## TASK STATEMENT:
From the entries below, copy out only the lines that contain the string "woman". Matching is case-sensitive.

>>>>

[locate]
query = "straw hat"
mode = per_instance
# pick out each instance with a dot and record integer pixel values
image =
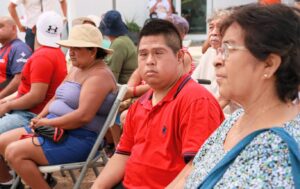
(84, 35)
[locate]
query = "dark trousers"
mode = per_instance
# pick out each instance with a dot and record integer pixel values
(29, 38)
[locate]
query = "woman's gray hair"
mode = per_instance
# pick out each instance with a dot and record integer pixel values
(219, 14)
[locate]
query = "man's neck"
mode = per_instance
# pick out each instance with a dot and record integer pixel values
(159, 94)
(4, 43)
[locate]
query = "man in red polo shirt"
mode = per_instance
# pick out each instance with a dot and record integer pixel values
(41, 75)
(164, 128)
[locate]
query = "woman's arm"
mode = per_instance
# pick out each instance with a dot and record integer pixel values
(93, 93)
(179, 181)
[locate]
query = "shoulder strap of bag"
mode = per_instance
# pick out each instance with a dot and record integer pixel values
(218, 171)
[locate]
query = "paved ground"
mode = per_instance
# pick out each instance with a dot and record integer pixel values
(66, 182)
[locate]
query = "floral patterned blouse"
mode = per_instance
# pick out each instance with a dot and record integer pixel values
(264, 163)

<<<<
>>>>

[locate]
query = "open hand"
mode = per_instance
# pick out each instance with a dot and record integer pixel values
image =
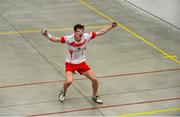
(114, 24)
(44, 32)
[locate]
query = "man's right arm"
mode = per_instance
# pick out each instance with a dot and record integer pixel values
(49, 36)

<<<<
>>>>

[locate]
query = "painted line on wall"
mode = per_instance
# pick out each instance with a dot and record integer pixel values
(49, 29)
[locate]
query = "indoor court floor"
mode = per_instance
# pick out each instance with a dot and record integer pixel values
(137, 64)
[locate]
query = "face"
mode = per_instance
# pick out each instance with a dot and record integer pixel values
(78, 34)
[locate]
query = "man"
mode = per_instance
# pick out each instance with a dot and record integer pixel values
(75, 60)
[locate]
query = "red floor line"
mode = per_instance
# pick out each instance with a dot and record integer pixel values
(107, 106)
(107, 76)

<<<<

## COMPLETED TASK:
query = "woman's gray hair"
query = "woman's arm"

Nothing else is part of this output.